* _Goal_:
Can you reproduce each of the entries below word for word?

* _Provided records_:
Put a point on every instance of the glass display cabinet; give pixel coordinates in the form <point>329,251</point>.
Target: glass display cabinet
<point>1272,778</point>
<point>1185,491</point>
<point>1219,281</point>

* _Answer below_:
Put a point on every instance of the glass display cabinet; give pixel coordinates in the form <point>329,251</point>.
Target: glass display cabinet
<point>1272,778</point>
<point>1185,491</point>
<point>1219,281</point>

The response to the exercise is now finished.